→ DATASET RECORDS:

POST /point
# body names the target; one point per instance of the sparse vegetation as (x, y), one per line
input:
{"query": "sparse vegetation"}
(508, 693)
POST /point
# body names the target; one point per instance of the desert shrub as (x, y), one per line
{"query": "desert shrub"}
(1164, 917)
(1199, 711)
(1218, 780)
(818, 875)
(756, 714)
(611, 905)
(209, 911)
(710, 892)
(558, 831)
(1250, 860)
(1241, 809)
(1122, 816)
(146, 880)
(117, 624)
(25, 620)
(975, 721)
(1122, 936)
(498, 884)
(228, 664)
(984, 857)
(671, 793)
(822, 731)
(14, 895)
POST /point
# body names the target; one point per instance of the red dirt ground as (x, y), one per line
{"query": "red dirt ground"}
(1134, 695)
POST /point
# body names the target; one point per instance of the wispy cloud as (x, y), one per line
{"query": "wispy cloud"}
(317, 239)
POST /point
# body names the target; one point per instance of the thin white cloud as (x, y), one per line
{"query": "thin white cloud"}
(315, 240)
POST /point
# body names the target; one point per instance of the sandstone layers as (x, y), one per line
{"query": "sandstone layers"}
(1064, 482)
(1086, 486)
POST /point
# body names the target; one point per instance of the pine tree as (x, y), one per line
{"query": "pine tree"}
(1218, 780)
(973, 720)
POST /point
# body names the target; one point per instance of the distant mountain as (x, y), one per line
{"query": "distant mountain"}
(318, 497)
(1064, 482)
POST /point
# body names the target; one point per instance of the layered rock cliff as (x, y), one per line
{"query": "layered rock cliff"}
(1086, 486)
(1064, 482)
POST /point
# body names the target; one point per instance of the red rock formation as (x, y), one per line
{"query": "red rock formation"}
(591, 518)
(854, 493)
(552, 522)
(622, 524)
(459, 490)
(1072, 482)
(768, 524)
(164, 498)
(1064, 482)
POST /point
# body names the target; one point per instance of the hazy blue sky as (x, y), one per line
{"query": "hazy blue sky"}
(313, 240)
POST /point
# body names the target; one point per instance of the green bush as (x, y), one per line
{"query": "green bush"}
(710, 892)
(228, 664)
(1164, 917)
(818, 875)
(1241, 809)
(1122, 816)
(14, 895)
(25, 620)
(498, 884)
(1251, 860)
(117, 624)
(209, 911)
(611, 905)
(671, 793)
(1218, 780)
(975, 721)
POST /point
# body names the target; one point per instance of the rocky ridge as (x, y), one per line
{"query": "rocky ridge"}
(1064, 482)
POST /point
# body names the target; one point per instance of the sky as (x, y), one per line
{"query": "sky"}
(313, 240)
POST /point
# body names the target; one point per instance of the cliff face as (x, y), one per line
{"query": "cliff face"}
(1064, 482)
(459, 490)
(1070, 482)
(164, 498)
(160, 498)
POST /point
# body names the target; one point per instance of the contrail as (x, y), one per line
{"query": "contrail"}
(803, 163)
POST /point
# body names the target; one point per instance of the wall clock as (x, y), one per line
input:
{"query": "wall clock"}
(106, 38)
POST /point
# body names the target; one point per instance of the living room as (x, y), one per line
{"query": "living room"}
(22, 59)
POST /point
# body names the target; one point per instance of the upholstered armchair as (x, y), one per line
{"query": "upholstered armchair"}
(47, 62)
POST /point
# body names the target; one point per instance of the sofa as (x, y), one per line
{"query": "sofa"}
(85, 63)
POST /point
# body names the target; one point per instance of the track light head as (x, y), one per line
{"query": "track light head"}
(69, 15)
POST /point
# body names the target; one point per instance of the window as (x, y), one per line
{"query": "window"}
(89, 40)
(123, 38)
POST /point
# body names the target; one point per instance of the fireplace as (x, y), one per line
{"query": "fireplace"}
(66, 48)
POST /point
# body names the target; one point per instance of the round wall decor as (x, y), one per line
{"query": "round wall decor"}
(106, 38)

→ EXERCISE DESCRIPTION: Copy the data above in full, character for character.

→ SOLUTION TO THIS EXERCISE:
POST /point
# body names the target; one point per instance of the sparse vegetation as (x, y), one per line
input:
{"query": "sparse vegetation"}
(508, 693)
POST /point
# body names the target; one point per instance of the desert shrub as (x, y), one per line
{"query": "desert shrub"}
(1164, 917)
(1199, 711)
(1218, 780)
(818, 875)
(756, 714)
(611, 905)
(209, 911)
(710, 892)
(558, 831)
(1250, 860)
(1241, 809)
(1122, 816)
(146, 880)
(117, 624)
(25, 620)
(975, 721)
(1122, 936)
(498, 884)
(228, 664)
(984, 857)
(671, 793)
(822, 731)
(14, 895)
POST /point
# body names the target; one point per instance of the red dirt ground as (x, y), one per line
{"query": "red dirt ground"}
(1134, 695)
POST /point
# body names the target; one point per instance of the wispy cloud as (x, y), one per line
{"query": "wispy cloud"}
(317, 239)
POST /point
# body names the target; one point per instance of the thin white cloud as (x, y), one per line
{"query": "thin white cloud"}
(315, 240)
POST /point
# body names the target; one point per instance of the sandstone layers as (x, y), one per line
{"query": "sandstone layers"}
(1064, 482)
(1086, 486)
POST /point
# body names the target; one point per instance of the pine tree as (x, y), one per line
{"query": "pine tree"}
(1218, 780)
(973, 720)
POST /point
# body names the target; one point per instance of the distant mountain as (x, y), one per line
{"query": "distant mountain"}
(318, 497)
(1064, 482)
POST /point
# body names the target; one point per instance of the layered rock cliff as (x, y), one per line
{"query": "layered rock cliff"}
(1086, 486)
(1064, 482)
POST /point
# body names the target; one point per instance of the red rock formation as (x, y), one per line
{"query": "red rock formation"}
(591, 518)
(854, 493)
(552, 522)
(622, 524)
(459, 490)
(1072, 482)
(768, 524)
(164, 498)
(1064, 482)
POST /point
# body names the target; one point per instance of the hazy blue sky as (x, y), one per line
{"query": "hazy blue sky"}
(313, 240)
POST /point
# body names the target; one point per instance of the green bush as (x, y), one per line
{"query": "green bush"}
(710, 892)
(228, 664)
(1164, 917)
(818, 875)
(1241, 809)
(1122, 816)
(14, 895)
(25, 620)
(498, 884)
(1251, 860)
(117, 624)
(209, 911)
(611, 905)
(671, 793)
(1218, 780)
(975, 721)
POST /point
# body names the target; one point per instance of the rocky ridge as (x, y), one per line
{"query": "rocky ridge"}
(1064, 482)
POST /point
# body names the target; one point per instance of the sky as (x, y), one per line
{"query": "sky"}
(313, 240)
POST /point
# body names the target; one point per instance of the cliff face as (x, y), one per line
{"query": "cliff face"}
(1064, 482)
(459, 490)
(1070, 482)
(164, 498)
(160, 498)
POST /point
# body names the target; one point per instance of the contrail as (x, y), one per line
{"query": "contrail"}
(803, 163)
POST /point
# body names the target; one point per instance of the wall clock as (x, y), one per line
input:
{"query": "wall clock"}
(106, 38)
POST /point
# body names the target; one point per instance of the living room as (x, y), one per line
{"query": "living room"}
(22, 59)
POST /point
# body names the target; one point per instance of the upholstered armchair as (x, y), one per line
{"query": "upholstered armchair"}
(47, 62)
POST /point
# body names the target; one point per instance of the sofa as (x, y), one per line
{"query": "sofa"}
(85, 63)
POST /point
# body names the target; one point per instance of the track light head as (x, y), one per line
{"query": "track light head"}
(69, 15)
POST /point
# body names the target; one point per instance of the window as (x, y), one per line
{"query": "window"}
(89, 40)
(123, 38)
POST /point
# body names the target; one point per instance of the fireplace as (x, y), one per line
{"query": "fireplace"}
(66, 48)
POST /point
# body names the target; one point per instance of the round wall decor as (x, y), one per line
{"query": "round wall decor"}
(106, 38)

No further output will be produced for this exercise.